● Problem details
Extract every line of the data below and reproduce each one verbatim, changing nothing.

────

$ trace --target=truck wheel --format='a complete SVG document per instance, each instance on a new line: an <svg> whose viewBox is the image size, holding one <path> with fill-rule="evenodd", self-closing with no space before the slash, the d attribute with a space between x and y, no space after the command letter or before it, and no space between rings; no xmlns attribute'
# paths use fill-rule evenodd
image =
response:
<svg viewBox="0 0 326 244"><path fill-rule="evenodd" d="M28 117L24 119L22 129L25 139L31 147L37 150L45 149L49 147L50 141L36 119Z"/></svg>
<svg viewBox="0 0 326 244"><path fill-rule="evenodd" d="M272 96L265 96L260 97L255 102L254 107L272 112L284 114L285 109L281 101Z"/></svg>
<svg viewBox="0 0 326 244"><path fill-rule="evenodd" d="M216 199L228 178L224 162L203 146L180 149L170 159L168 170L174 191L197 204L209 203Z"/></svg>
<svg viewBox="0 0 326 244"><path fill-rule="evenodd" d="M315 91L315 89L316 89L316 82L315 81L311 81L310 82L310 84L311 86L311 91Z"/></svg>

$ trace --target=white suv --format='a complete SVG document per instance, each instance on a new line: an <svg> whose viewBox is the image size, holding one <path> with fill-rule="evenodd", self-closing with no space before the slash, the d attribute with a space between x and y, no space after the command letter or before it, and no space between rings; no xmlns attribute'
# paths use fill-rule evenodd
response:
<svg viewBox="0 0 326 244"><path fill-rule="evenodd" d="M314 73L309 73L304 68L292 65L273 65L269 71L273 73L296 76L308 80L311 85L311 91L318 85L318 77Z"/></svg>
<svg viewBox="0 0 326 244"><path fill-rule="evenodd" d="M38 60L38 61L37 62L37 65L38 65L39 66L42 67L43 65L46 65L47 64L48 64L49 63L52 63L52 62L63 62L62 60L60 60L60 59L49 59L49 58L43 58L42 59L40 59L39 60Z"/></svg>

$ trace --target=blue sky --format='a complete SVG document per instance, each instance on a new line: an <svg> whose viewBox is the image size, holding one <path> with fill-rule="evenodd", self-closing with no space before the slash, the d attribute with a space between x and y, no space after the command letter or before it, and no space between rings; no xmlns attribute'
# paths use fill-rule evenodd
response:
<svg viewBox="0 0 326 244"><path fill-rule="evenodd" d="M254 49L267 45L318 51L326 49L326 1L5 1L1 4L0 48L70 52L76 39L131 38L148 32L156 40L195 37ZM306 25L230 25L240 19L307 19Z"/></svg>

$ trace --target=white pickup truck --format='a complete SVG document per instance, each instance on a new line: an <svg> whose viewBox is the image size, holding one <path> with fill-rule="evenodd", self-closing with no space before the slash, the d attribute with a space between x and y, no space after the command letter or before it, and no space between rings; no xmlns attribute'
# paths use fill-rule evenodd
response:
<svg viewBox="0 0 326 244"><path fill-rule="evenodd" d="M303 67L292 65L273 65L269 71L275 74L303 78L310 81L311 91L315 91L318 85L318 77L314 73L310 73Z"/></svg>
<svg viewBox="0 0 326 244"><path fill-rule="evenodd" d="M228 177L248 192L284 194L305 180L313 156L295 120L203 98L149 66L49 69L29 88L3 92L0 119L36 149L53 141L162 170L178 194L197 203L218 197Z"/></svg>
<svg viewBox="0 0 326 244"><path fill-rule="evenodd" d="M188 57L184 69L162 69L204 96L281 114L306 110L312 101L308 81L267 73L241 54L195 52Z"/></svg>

────

● The reply
$ trace --target=truck wheel --format='a complete SVG document per instance, each instance on a new line: an <svg> whose viewBox is the image size, holding one <path> with fill-rule="evenodd", self-closing with no space before the slash, the d attribute with a space between x and y, no space after the command letter or before it, and no space between rings; no xmlns attribute'
# paths use fill-rule evenodd
image =
response:
<svg viewBox="0 0 326 244"><path fill-rule="evenodd" d="M28 117L24 119L22 129L25 139L31 147L37 150L45 149L49 147L50 141L36 119Z"/></svg>
<svg viewBox="0 0 326 244"><path fill-rule="evenodd" d="M272 96L265 96L260 97L255 102L254 107L272 112L284 114L285 109L281 101Z"/></svg>
<svg viewBox="0 0 326 244"><path fill-rule="evenodd" d="M216 199L228 178L224 162L203 146L180 149L170 159L168 170L174 191L197 204L209 203Z"/></svg>
<svg viewBox="0 0 326 244"><path fill-rule="evenodd" d="M315 91L315 89L316 89L316 82L315 81L311 81L310 82L310 84L311 86L311 91Z"/></svg>

$ trace --target=white suv --format='a complete SVG document per instance, each instance on a new line: an <svg> whose viewBox is the image size, holding one <path> with fill-rule="evenodd", self-closing with no space before the slash, the d attribute with a space between x and y, no space after the command letter or before it, and no space between rings; no xmlns attribute'
# paths use fill-rule evenodd
response:
<svg viewBox="0 0 326 244"><path fill-rule="evenodd" d="M314 73L309 73L304 68L292 65L273 65L269 71L273 73L296 76L308 80L311 85L311 91L318 85L318 77Z"/></svg>
<svg viewBox="0 0 326 244"><path fill-rule="evenodd" d="M38 60L38 61L37 62L37 65L38 65L39 66L42 67L43 65L46 65L47 64L48 64L49 63L52 63L52 62L63 62L62 60L60 60L60 59L49 59L49 58L43 58L42 59L40 59L39 60Z"/></svg>

$ trace --target=blue sky --format='a complete SVG document per instance, each instance on a new line: an <svg> whose viewBox is the image size, holding one <path> with fill-rule="evenodd", self-closing with no space before the slash, the d attribute with a space between x and y, no space after the command letter or before it, and no space between rings; no xmlns attribute'
# paths use fill-rule evenodd
response:
<svg viewBox="0 0 326 244"><path fill-rule="evenodd" d="M254 49L267 45L318 51L326 49L326 1L5 1L1 4L0 48L70 52L76 39L131 38L148 32L156 40L195 37ZM306 25L230 25L240 19L307 19Z"/></svg>

$ trace --target=white pickup truck --format='a complete SVG document per instance, each instance on a new line: an <svg> whose viewBox is the image size, holding one <path> with fill-rule="evenodd", self-closing with no space before the slash, the d attribute with a space between x and y, no space after the command letter or before it, and no space between rings; no xmlns attribute'
# paths use fill-rule evenodd
response:
<svg viewBox="0 0 326 244"><path fill-rule="evenodd" d="M303 67L292 65L273 65L269 71L275 74L303 78L310 81L311 91L315 91L318 85L318 77L314 73L310 73Z"/></svg>
<svg viewBox="0 0 326 244"><path fill-rule="evenodd" d="M228 177L248 192L284 194L305 180L313 156L295 120L203 98L149 66L49 69L29 88L3 92L0 119L36 149L53 141L162 170L178 194L197 203L218 197Z"/></svg>
<svg viewBox="0 0 326 244"><path fill-rule="evenodd" d="M188 57L184 69L162 69L204 96L281 114L306 110L312 101L308 81L267 73L241 54L195 52Z"/></svg>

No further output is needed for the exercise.